TASK INSTRUCTIONS - Copy the records below in full, changing no character.

DATA -
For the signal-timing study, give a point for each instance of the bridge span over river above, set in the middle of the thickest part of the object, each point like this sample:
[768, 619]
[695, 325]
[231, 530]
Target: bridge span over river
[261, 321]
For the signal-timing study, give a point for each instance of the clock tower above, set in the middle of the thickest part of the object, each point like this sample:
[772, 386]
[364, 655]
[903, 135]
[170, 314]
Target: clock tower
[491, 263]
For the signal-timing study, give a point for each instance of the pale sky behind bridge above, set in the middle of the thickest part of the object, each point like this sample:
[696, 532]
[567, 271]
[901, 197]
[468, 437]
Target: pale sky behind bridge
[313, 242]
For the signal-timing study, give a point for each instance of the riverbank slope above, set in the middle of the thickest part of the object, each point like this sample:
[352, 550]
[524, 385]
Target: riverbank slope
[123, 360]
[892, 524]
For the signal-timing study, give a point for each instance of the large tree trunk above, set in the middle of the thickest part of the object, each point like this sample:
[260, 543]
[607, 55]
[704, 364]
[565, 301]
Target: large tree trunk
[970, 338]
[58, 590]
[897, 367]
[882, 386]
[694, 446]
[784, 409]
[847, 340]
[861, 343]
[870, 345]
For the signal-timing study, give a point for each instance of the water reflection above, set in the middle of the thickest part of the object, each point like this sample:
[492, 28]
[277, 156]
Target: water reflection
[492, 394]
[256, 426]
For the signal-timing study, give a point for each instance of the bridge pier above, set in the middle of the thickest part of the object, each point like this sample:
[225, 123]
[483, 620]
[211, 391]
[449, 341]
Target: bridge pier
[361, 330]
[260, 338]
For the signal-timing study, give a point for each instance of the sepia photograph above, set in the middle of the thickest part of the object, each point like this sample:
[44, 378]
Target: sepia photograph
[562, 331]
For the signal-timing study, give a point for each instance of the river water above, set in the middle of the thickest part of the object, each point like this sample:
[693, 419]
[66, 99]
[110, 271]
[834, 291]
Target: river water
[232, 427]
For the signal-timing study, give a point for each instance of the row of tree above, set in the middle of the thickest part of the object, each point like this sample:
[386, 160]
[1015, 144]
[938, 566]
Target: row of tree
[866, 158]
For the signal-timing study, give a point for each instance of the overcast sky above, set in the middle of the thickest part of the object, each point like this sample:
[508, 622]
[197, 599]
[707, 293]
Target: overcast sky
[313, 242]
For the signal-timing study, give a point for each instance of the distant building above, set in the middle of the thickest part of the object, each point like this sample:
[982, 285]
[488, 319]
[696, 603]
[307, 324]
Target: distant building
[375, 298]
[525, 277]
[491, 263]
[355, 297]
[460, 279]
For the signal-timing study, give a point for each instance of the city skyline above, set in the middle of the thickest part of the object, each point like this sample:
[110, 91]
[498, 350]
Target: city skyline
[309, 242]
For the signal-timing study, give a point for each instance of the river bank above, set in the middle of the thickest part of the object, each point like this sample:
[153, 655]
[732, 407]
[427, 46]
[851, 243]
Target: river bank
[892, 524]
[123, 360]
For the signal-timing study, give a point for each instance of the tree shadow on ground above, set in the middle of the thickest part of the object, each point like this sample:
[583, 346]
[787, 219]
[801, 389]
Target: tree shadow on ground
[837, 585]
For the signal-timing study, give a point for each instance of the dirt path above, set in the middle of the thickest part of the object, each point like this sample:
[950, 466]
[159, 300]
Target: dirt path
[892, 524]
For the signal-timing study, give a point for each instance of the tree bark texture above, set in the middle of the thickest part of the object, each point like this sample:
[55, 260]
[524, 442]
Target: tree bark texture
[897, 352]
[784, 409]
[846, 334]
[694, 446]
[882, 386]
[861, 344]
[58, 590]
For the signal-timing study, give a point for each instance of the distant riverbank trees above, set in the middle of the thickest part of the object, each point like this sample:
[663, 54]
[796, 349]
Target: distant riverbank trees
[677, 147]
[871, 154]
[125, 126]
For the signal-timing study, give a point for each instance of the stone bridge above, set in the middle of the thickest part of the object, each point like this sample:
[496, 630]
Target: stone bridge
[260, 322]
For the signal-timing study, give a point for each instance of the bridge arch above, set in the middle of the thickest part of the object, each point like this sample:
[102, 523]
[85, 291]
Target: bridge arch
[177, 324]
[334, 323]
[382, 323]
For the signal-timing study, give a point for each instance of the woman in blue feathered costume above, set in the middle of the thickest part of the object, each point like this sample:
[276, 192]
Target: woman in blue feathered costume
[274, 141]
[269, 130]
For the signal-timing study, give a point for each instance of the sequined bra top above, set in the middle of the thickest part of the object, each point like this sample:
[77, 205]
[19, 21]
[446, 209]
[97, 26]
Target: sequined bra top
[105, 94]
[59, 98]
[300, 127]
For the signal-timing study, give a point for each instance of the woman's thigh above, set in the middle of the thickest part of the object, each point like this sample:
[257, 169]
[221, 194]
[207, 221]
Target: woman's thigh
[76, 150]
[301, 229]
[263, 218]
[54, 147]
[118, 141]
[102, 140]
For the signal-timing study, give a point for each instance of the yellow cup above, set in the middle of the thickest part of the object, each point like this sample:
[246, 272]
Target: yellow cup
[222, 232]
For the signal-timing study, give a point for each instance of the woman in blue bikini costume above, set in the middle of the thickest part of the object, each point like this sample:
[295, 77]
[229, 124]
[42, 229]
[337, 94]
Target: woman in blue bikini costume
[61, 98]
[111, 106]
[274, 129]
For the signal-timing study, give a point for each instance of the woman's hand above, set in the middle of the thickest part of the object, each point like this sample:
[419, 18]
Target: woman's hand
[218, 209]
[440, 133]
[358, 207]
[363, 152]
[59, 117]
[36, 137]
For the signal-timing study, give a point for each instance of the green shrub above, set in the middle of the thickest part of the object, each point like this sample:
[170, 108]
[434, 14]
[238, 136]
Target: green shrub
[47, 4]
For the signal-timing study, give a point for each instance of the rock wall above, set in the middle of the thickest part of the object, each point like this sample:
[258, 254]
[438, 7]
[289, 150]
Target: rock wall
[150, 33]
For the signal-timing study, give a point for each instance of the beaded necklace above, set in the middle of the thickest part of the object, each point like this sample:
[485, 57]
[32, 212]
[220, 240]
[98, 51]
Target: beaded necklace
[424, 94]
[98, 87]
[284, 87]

ANSWER SPACE -
For the signal-timing study, give a point for each instance of the bridge span over river above, set in the middle of the thickest part of the object, each point like this sample:
[768, 619]
[695, 325]
[231, 530]
Target: bridge span over river
[261, 321]
For the signal-timing study, give a point for each instance of the clock tower above, set in the middle of the thickest part of the object, each point like this sample:
[772, 386]
[364, 655]
[903, 135]
[170, 314]
Target: clock tower
[491, 263]
For the signal-timing study, give a point for each instance of the pale sky behind bridge above, set in the middle of the thickest part of the object, each point like this sample:
[696, 532]
[567, 271]
[901, 197]
[468, 437]
Target: pale sky behind bridge
[313, 242]
For the signal-timing study, give a point for each instance of the riverbank slope above, set in the middle of the thickest part of the object, each point like this sample:
[352, 550]
[524, 385]
Target: riverbank slope
[123, 360]
[892, 524]
For the signal-timing study, give a point for each instance of the large tree trunk above, set in the middle of the thickest part of the object, each point like this sample:
[260, 543]
[607, 55]
[704, 364]
[565, 301]
Target: large tree trunk
[970, 338]
[58, 590]
[897, 367]
[882, 386]
[694, 446]
[784, 409]
[847, 340]
[861, 343]
[870, 345]
For the signal-timing study, give a point for each instance of the water reflection above, set in the middle of the thickest part of the object, each point like this sample:
[492, 28]
[277, 156]
Target: water reflection
[492, 394]
[256, 426]
For the signal-timing study, give a point for each instance of the bridge pier above, set in the middle of the thickest part of the object, each point like this sample:
[225, 123]
[483, 620]
[211, 391]
[449, 341]
Target: bridge pier
[361, 330]
[260, 338]
For the signal-timing study, give a point for each instance of the sepia photograph above, set in the middle of the thickest part of the object, each point like this sample:
[44, 378]
Target: sepia photograph
[562, 331]
For the signal-timing study, give a point for each instance of the river water above, set in the middle of the thickest part of the object, each point like this sample:
[693, 419]
[66, 99]
[110, 271]
[834, 291]
Target: river water
[232, 427]
For the signal-timing study, give a point for each instance of the row of tree above, set in the middle of the thickest part of the object, each point like this sample:
[386, 160]
[1015, 144]
[938, 566]
Target: row of tree
[866, 158]
For the signal-timing study, give a point for each instance of the overcast sky above, set in the middle of the thickest part of the object, each point like this sample:
[508, 622]
[197, 599]
[707, 293]
Target: overcast sky
[313, 242]
For the signal-timing study, give a point for each instance of the distant building above, set in the middle of the thickest part of the object, each point like this sample:
[982, 285]
[488, 319]
[696, 603]
[307, 324]
Target: distant building
[375, 298]
[525, 277]
[491, 263]
[355, 297]
[460, 279]
For the signal-timing study, give a point for each instance of the city skyline above, set in the middle of the thickest part of the object, each point like this sample:
[110, 91]
[498, 350]
Target: city skyline
[309, 242]
For the signal-timing study, give a point for each instance of the river bank above, set in the middle of the thickest part of the object, each point like this sample:
[153, 655]
[732, 407]
[427, 46]
[851, 243]
Target: river bank
[892, 524]
[123, 360]
For the signal-timing study, give a point for each instance of the tree shadow on ground above, set in the middle of the thickest part of the object, each point like this sample:
[583, 346]
[787, 219]
[801, 389]
Target: tree shadow on ground
[837, 585]
For the signal-timing study, give a point for each instance of the dirt path above, set in the middle of the thickest part of the object, each point like this sample:
[950, 466]
[159, 300]
Target: dirt path
[892, 524]
For the signal-timing study, give a point for each instance of the tree bark texture above, set in the middle of the thickest part of the object, each point like this sample:
[55, 260]
[524, 442]
Target: tree bark texture
[897, 352]
[784, 409]
[846, 334]
[694, 446]
[882, 386]
[861, 344]
[58, 590]
For the signal-timing study, give a point for each instance of the distant riverbank trees above, set in the middle of the thickest part of the object, each point like this sample:
[663, 54]
[796, 349]
Target: distant riverbank trees
[677, 147]
[871, 154]
[125, 126]
For the signal-timing study, give a point for each instance of the stone bridge above, set in the middle of the thickest part of the object, each point like this sample:
[496, 630]
Target: stone bridge
[260, 322]
For the signal-timing study, give a point for each instance of the bridge arch above, set in the middle of the thickest part of the object, each point like this sample:
[102, 523]
[85, 291]
Target: bridge arch
[177, 324]
[334, 323]
[382, 323]
For the signal-timing study, give a point for each instance of the woman in blue feathered costume above, set in the middle of the thickest part of the object, each point like this sample:
[276, 192]
Target: woman in blue feathered costume
[274, 141]
[269, 130]
For the signal-timing study, give a point for each instance of the sequined bra top above, set in the middle of the thickest part of the object, each point like this sample:
[77, 205]
[19, 21]
[446, 209]
[97, 26]
Target: sequined bra top
[105, 94]
[59, 98]
[300, 127]
For the signal-timing study, give a point for each instance of the woman's thigh above, set in the middle of the thickest part of the object, each point like this sample:
[257, 169]
[221, 194]
[207, 221]
Target: woman's thigh
[76, 150]
[301, 229]
[263, 218]
[54, 147]
[118, 141]
[102, 140]
For the signal-timing study, give a point for each instance of the yellow cup above, set in the middle of the thickest part of the object, each point like this sample:
[246, 272]
Target: yellow cup
[222, 232]
For the signal-timing study, give a point for each instance of the woman in blue bikini costume above, set in the middle of the thickest part of the object, each point like this sample:
[295, 77]
[229, 124]
[42, 229]
[337, 94]
Target: woman in blue bikini costume
[61, 98]
[111, 106]
[274, 129]
For the signal-timing study, give a point for each instance of the woman's hand above, set in the middle of the thickest part of the object, each point like this sample:
[419, 18]
Target: woman's hand
[218, 209]
[440, 133]
[358, 207]
[363, 152]
[59, 117]
[36, 137]
For the signal-timing study, give a point for each instance of the green shrub above, set in the middle of the thickest part of the object, each point like this sample:
[170, 108]
[434, 14]
[238, 136]
Target: green shrub
[47, 4]
For the signal-timing study, give a point for each instance of the rock wall above, set in the middle of the thickest part of the object, each point like this sample:
[258, 254]
[438, 7]
[289, 150]
Target: rock wall
[150, 33]
For the signal-timing study, give a point for each instance of the beaded necklace above, set in the middle of the thickest part of the object, each point like this sample:
[485, 57]
[32, 212]
[220, 240]
[98, 51]
Target: beaded necklace
[424, 94]
[98, 87]
[284, 87]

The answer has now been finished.